From the line containing "drop a point: the segmented abdomen" through the last line of the records, print every line exactly and nothing more.
====== Data to process ======
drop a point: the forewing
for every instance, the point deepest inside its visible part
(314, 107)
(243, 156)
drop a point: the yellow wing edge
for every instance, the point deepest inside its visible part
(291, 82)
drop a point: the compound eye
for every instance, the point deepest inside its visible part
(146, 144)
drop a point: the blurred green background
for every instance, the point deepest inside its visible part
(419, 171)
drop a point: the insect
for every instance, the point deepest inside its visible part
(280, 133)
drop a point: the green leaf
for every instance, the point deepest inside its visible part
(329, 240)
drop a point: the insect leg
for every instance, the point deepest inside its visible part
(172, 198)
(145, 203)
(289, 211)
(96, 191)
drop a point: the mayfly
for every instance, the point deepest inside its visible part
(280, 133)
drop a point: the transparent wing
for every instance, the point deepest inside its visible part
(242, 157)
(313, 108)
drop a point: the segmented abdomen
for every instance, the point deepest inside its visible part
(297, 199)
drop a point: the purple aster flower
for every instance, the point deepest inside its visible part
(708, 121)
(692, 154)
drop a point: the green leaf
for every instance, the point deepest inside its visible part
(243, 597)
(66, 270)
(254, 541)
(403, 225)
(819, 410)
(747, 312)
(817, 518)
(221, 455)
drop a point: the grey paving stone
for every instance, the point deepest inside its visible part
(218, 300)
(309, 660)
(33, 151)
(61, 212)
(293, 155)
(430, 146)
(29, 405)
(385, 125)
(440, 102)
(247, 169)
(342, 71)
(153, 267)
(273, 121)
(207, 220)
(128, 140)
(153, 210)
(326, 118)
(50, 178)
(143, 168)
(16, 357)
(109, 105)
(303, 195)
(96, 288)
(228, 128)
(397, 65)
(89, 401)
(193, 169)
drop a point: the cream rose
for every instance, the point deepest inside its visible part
======
Response to this task
drop a point: the segmented abdomen
for every instance, the point deepest inside its visible part
(297, 199)
drop a point: the purple aster flower
for every instance, the point deepest inside its visible part
(708, 121)
(692, 154)
drop a point: the green leaf
for every instance, the point deepest inside its visible part
(243, 597)
(66, 270)
(254, 541)
(403, 225)
(819, 410)
(747, 312)
(817, 518)
(221, 455)
drop a point: the grey paving stone
for every instance, the point deepest inside its visible part
(218, 300)
(309, 660)
(33, 151)
(61, 212)
(293, 155)
(430, 146)
(29, 405)
(385, 125)
(440, 102)
(247, 169)
(342, 71)
(153, 267)
(273, 121)
(207, 220)
(128, 140)
(153, 210)
(326, 118)
(50, 178)
(143, 168)
(16, 357)
(109, 105)
(303, 195)
(96, 288)
(228, 128)
(397, 65)
(89, 401)
(193, 169)
drop a point: the cream rose
for every instance, the point deepest inside its visible part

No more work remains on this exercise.